BEGIN Extracted material

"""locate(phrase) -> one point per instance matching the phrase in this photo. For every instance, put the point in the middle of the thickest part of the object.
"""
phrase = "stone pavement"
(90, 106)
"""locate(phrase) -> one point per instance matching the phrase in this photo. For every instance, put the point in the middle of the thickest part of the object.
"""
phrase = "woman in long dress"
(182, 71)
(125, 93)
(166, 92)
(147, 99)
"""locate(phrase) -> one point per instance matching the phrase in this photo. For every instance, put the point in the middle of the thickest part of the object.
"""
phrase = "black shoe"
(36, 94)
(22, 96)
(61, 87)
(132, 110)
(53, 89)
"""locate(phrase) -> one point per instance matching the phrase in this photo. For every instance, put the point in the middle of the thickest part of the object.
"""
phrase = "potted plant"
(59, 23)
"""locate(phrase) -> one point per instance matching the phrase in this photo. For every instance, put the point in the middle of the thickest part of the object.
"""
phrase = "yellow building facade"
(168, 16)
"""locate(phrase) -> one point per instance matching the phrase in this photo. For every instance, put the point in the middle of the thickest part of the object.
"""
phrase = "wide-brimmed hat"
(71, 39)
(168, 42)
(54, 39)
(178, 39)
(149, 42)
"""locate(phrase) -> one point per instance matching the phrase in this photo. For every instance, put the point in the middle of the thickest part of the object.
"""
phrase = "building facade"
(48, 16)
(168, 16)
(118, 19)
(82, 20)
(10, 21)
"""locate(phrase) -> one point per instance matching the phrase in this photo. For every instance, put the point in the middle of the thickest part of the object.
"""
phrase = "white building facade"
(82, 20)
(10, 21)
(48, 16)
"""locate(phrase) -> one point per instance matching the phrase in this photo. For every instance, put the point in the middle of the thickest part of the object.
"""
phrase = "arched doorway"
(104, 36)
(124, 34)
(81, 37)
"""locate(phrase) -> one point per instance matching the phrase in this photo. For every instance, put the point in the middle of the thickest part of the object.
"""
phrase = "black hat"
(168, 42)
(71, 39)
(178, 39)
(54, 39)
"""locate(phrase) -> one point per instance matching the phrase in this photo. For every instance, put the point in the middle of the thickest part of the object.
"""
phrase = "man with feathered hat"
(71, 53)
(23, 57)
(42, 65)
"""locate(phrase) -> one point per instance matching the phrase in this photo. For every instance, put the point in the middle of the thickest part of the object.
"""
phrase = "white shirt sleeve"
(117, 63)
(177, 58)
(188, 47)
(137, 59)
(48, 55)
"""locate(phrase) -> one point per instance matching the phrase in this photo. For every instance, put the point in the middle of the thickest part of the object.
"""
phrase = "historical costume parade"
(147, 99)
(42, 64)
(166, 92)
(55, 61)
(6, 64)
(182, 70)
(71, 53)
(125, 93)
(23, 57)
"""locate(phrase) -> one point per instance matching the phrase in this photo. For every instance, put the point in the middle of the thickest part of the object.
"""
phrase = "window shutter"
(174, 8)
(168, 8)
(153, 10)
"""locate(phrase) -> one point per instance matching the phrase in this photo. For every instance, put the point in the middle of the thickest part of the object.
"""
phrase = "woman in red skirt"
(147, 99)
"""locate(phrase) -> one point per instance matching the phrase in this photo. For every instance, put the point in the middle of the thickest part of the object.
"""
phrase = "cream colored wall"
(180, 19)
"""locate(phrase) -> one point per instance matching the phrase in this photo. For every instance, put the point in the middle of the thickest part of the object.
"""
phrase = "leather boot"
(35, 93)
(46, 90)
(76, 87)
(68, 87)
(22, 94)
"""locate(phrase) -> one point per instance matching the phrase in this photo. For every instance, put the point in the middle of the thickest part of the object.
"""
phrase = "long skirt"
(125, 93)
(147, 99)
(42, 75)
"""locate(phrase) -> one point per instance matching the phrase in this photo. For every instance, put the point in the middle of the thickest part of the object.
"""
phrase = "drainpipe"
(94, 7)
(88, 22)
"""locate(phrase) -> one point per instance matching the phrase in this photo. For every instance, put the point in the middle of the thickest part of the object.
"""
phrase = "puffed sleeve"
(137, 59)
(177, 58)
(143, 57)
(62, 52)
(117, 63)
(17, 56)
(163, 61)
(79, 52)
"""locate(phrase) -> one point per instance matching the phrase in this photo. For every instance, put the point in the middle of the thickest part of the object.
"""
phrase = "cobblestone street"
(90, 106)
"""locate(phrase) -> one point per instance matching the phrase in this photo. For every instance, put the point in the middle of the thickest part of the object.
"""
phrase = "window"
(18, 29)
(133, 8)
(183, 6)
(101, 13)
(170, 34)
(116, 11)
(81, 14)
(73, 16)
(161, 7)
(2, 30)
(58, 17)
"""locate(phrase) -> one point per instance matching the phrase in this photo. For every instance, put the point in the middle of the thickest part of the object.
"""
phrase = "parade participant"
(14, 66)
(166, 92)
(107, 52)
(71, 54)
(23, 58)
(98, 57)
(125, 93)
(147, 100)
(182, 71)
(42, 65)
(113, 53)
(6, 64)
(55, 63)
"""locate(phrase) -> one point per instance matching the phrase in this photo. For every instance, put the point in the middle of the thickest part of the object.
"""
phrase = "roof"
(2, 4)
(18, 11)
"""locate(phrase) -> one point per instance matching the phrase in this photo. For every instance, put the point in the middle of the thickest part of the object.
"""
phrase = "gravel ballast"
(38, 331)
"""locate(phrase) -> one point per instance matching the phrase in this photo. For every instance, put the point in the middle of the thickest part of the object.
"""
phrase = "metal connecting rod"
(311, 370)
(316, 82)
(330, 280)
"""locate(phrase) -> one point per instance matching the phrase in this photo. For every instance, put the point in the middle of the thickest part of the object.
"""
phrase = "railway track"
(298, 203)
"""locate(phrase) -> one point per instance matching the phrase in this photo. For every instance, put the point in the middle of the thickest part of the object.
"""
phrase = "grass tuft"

END Extracted material

**What this task involves**
Repeat the data in full, exactly as supplied.

**Result**
"""locate(phrase) -> one point per instance matching the phrase in this photo. For every instance, put the point in the middle of the thickest part of the object.
"""
phrase = "stone pavement"
(90, 106)
"""locate(phrase) -> one point per instance matching the phrase in this photo. For every instance, put the point in the middle of the thickest part of the object.
"""
phrase = "woman in long dress"
(182, 71)
(125, 93)
(166, 92)
(147, 99)
"""locate(phrase) -> one point per instance matching the phrase in this photo. For every instance, put the point in the middle of the thickest part of the object.
"""
phrase = "black shoe"
(36, 94)
(22, 96)
(61, 87)
(132, 110)
(53, 89)
"""locate(phrase) -> one point per instance matching the phrase in this photo. For every instance, put the point in the middle of the thickest part of the object.
"""
phrase = "potted plant"
(59, 23)
"""locate(phrase) -> one point per instance matching the phrase in this photo. For every instance, put the point in the middle of the thickest part of the object.
"""
phrase = "yellow building facade"
(168, 16)
"""locate(phrase) -> one point per instance matching the phrase in this photo. For every instance, put the point in the middle of the thickest part of the object.
"""
phrase = "wide-brimmed hat"
(71, 39)
(168, 42)
(54, 39)
(178, 39)
(149, 42)
"""locate(phrase) -> one point per instance matching the phrase in this photo. For every instance, put the point in the middle of the thickest part of the object.
"""
phrase = "building facade"
(48, 16)
(168, 16)
(118, 19)
(82, 20)
(10, 21)
"""locate(phrase) -> one point per instance matching the phrase in this photo. For every instance, put the point in the middle of the thickest part of the object.
"""
phrase = "white building facade"
(82, 20)
(10, 21)
(48, 16)
"""locate(phrase) -> one point per instance matching the phrase in this photo. For every instance, put the point in the middle of the thickest part of the object.
"""
phrase = "arched doorway"
(104, 36)
(124, 34)
(81, 37)
"""locate(phrase) -> one point per instance matching the phrase in this photo. For every instance, put the point in the middle of the thickest part of the object.
"""
phrase = "black hat"
(168, 42)
(71, 39)
(178, 39)
(54, 39)
"""locate(phrase) -> one point per instance matching the phrase in this photo. For every instance, put the point in the middle of the thickest part of the object.
"""
phrase = "man with feathered hat"
(71, 53)
(23, 57)
(42, 65)
"""locate(phrase) -> one point per instance matching the phrase in this photo. For every instance, put the point in the middle of the thickest part of the object.
"""
phrase = "white shirt sleeve"
(117, 63)
(177, 58)
(188, 47)
(137, 59)
(48, 55)
"""locate(phrase) -> one point per instance matching the phrase in this photo. For every instance, put the point in the middle of the thickest part of the object.
"""
phrase = "historical costume parade"
(147, 99)
(42, 64)
(166, 92)
(55, 61)
(6, 64)
(182, 70)
(71, 53)
(125, 93)
(23, 57)
"""locate(phrase) -> one point per instance matching the phrase in this photo. For every instance, put the point in the middle of the thickest part of the object.
"""
phrase = "window shutter"
(174, 8)
(168, 8)
(153, 10)
"""locate(phrase) -> one point per instance matching the phrase in this photo. For every instance, put the point in the middle of the thickest part of the object.
"""
phrase = "woman in red skirt"
(147, 99)
"""locate(phrase) -> one point per instance matching the phrase in this photo. For every instance, put the point in the middle of the thickest part of the object.
"""
phrase = "cream colored wall"
(180, 19)
"""locate(phrase) -> one point per instance matching the phrase in this photo. For every instance, put the point in the middle of the thickest part of the object.
"""
phrase = "leather boot"
(35, 93)
(46, 90)
(76, 87)
(68, 87)
(22, 94)
"""locate(phrase) -> one point per instance matching the phrase in this photo. For every instance, put the point in the middle of the thickest part of the object.
"""
phrase = "long skirt"
(125, 93)
(147, 99)
(42, 75)
"""locate(phrase) -> one point per instance matching the phrase in this photo. For every instance, put the point in the middle of the thickest part of the object.
"""
phrase = "drainpipe"
(94, 7)
(88, 22)
"""locate(phrase) -> one point per instance matching the phrase in this photo. For every instance, put the point in the middle of the thickest part of the object.
"""
phrase = "puffed sleeve"
(137, 59)
(177, 58)
(143, 57)
(62, 52)
(117, 63)
(17, 56)
(163, 61)
(79, 52)
"""locate(phrase) -> one point per instance matching the phrase in this photo. For every instance, put the point in the middle of the thickest part of the object.
"""
phrase = "cobblestone street"
(90, 106)
"""locate(phrase) -> one point per instance matching the phrase in this photo. For every instance, put the point in the middle of the thickest part of the object.
"""
phrase = "window"
(18, 29)
(133, 8)
(183, 6)
(101, 13)
(170, 34)
(116, 11)
(81, 14)
(73, 16)
(161, 7)
(2, 30)
(58, 17)
"""locate(phrase) -> one point per instance matching the phrase in this photo. For every instance, put the point in the middle of the thickest part of the object.
"""
phrase = "parade participant"
(14, 66)
(166, 92)
(107, 52)
(71, 54)
(23, 58)
(98, 57)
(125, 93)
(147, 100)
(182, 71)
(42, 65)
(113, 53)
(6, 64)
(55, 63)
"""locate(phrase) -> one point per instance matching the phrase in this photo. For every instance, put the point in the middle of the thickest part of the object.
"""
phrase = "roof"
(2, 4)
(18, 11)
"""locate(phrase) -> one point per instance matching the phrase in this photo. For every instance, put the point in the middle of the thickest part of the object.
"""
phrase = "gravel ballast"
(38, 331)
"""locate(phrase) -> one point per instance matching the phrase in this photo. For every instance, put the point in the middle of the thickest part of the object.
"""
phrase = "metal connecting rod"
(311, 370)
(316, 82)
(330, 280)
"""locate(phrase) -> one point per instance matching the phrase in this photo. For every instance, put the point in the middle of the thickest part of the object.
"""
phrase = "railway track"
(298, 203)
"""locate(phrase) -> one point per instance matching the phrase in this photo. For every instance, put the point in the middle of the thickest part of the object.
"""
phrase = "grass tuft"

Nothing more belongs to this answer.